→ **Stored data**
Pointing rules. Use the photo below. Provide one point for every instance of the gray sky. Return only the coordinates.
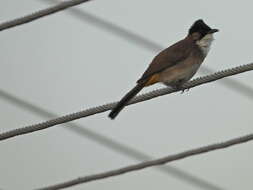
(63, 65)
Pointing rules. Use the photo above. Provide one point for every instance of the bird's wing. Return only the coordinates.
(168, 58)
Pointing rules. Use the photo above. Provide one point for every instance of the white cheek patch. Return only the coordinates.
(205, 43)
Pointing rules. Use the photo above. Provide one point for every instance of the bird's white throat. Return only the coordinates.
(205, 43)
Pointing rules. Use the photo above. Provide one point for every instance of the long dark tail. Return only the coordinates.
(122, 103)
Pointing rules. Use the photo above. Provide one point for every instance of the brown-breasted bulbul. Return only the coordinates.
(176, 64)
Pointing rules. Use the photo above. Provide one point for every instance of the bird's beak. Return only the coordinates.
(213, 31)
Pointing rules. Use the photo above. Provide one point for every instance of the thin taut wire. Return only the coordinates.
(42, 13)
(110, 143)
(160, 161)
(147, 44)
(140, 98)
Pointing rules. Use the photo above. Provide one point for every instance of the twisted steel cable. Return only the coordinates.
(45, 12)
(140, 98)
(160, 161)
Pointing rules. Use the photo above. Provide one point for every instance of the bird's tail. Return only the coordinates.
(122, 103)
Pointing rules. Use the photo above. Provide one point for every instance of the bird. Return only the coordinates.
(174, 65)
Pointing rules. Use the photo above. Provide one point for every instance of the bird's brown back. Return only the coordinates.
(168, 57)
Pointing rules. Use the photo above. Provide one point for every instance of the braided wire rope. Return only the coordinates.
(140, 98)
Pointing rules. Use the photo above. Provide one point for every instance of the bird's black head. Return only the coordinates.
(202, 28)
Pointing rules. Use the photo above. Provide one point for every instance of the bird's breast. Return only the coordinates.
(182, 71)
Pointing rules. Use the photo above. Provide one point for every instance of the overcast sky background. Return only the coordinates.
(63, 64)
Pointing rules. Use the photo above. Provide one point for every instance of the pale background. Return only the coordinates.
(64, 64)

→ **Task to carry out**
Every entry above needs to be printed again exactly, with its pictures left out.

→ **Exercise solution**
Pointing rules. Use the photo below. Provide one point for every instance of the gray sky. Return only the coordinates.
(63, 65)
Pointing rules. Use the photo above. Provide one point for every instance of the bird's wing. Return only the coordinates.
(168, 58)
Pointing rules. Use the photo above. Provide one point for every instance of the white cheek patch. Return only the coordinates.
(205, 43)
Pointing rules. Use the photo above. Provide one point for every instance of the bird's white throat. Return only the coordinates.
(205, 43)
Pointing rules. Use the photo above. Provide one point for every instance of the long dark tail. Return only the coordinates.
(122, 103)
Pointing rules. Use the photo above. Provide one point for every instance of the brown-breasted bulbul. Return only the coordinates.
(176, 64)
Pointing rules. Use the photo above. Provide one point for every instance of the bird's beak. Return only the coordinates.
(213, 31)
Pointing rules. Use the photo above. Provide one point for every instance of the thin taut wire. Return only the coordinates.
(42, 13)
(110, 143)
(160, 161)
(147, 44)
(140, 98)
Pointing rules. Use the photo above. Provide one point for every instance of the twisted steel cable. Return only the coordinates.
(45, 12)
(140, 98)
(160, 161)
Pointing rules. Use the photo above. Provide one point for every instance of the bird's tail. Return only the coordinates.
(122, 103)
Pointing rules. Use the photo above. Provide one point for every instance of the bird. Return only the coordinates.
(174, 65)
Pointing rules. Use the photo above. Provide one point for every instance of the bird's brown back. Return only the coordinates.
(168, 57)
Pointing rules. Use the photo above. Provide one point for every instance of the braided wire rope. Return only the coordinates.
(140, 98)
Pointing rules. Use the photo above. Provide one point for every instance of the bird's black head. Return only the coordinates.
(202, 28)
Pointing rules. Use the photo above. Provide one point for every instance of the bird's breast. Return only the coordinates.
(182, 71)
Pointing rules. Use the photo above. Provide one point for every instance of the overcast sky background. Return only the coordinates.
(63, 64)
Pointing rules. Use the photo above. Provide one point for every instance of the pale background. Return only the coordinates.
(64, 64)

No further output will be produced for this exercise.